Azure Storage Accounts: The Untold Backbone of Cloud Resilience

Inside Azure’s storage engine: Dynamic load balancing, petabyte-scale clusters, and replication secrets revealed. Part 1

Nov 22, 2024

Azure Storage Accounts serve as the foundational building blocks for Microsoft’s cloud storage offerings, providing scalable, secure, and highly available storage solutions for various data types. This article delves into the intricate technical architecture of Azure Storage Accounts, exploring how they are structured and how they achieve a high Service Level Agreement (SLA). We will also examine how Azure Managed Disks operate as an abstraction layer on top of these storage accounts, simplifying disk management for virtual machines (VMs).

The Architecture of Azure Storage Accounts

1. Storage Account Structure

At its core, an Azure Storage Account is a container that groups together multiple storage services:

• Blob Storage: For storing unstructured data like images, videos, and documents.

• File Storage: Provides managed file shares accessible via SMB protocol.

• Queue Storage: For message queuing and communication between application components.

• Table Storage: A NoSQL store for structured data. These services are accessible via unique endpoints, and the storage account serves as the namespace and security boundary.

These services are accessible via unique endpoints, and the storage account serves as the namespace and security boundary.

2. Storage Stamp and Cluster Design

Azure’s storage infrastructure is built upon a concept known as a storage stamp.
┄┄┄┄┄┄┄┄┄┄┄┄┄┄┄┄┄┄┄┄
# Requests
(1) Rewrite the Azure storage article from the words "Azure Storage Accounts serve" through "videos, and documents.", swapping "virtual machines" for "compute instances".
(2) Write the next part of the Azure storage article, picking up after its last sentence.
You won't need the material.
┄┄┄┄┄┄┄┄┄┄┄┄┄┄┄┄┄┄┄┄
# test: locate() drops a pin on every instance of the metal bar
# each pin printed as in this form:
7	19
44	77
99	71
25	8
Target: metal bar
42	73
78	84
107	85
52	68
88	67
┄┄┄┄┄┄┄┄┄┄┄┄┄┄┄┄┄┄┄┄
# Answers by task
(1)
Azure Storage Accounts serve as the foundational building blocks for Microsoft’s cloud storage offerings, providing scalable, secure, and highly available storage solutions for various data types. This article delves into the intricate technical architecture of Azure Storage Accounts, exploring how they are structured and how they achieve a high Service Level Agreement (SLA). We will also examine how Azure Managed Disks operate as an abstraction layer on top of these storage accounts, simplifying disk management for compute instances (VMs).

The Architecture of Azure Storage Accounts

1. Storage Account Structure

At its core, an Azure Storage Account is a container that groups together multiple storage services:

• Blob Storage: For storing unstructured data like images, videos, and documents.

(2)
A storage stamp is a cluster of racks, each containing multiple storage nodes, and is designed to scale out horizontally. A storage stamp is usually a cluster of N racks of storage nodes, where each rack is built out as a separate fault domain with redundant networking and power to ensure it’s properly separated in case of issues. Typecally clusters range from 10-20 racks with 18 disk-heavy storage nodes per rack. Their first generation of storage stamps would hold around 2PB of raw storage each, but the latest ones hold up to 30 PB of raw storage each. To ensure a low cost on storage they keep the storage provisioned in production to be as utilized as possible, from documents read a storage stamp is utilized around 70% in terms of capacity/transation/bandwith, avoiding to go above 80% as keeping a a margin like that would ensure continuity in case of a rack failure within a stamp. When the storage stamp reacher ±70% utilization, the location service migrates accounts to other stamps using both asynchronus and synchronus replication.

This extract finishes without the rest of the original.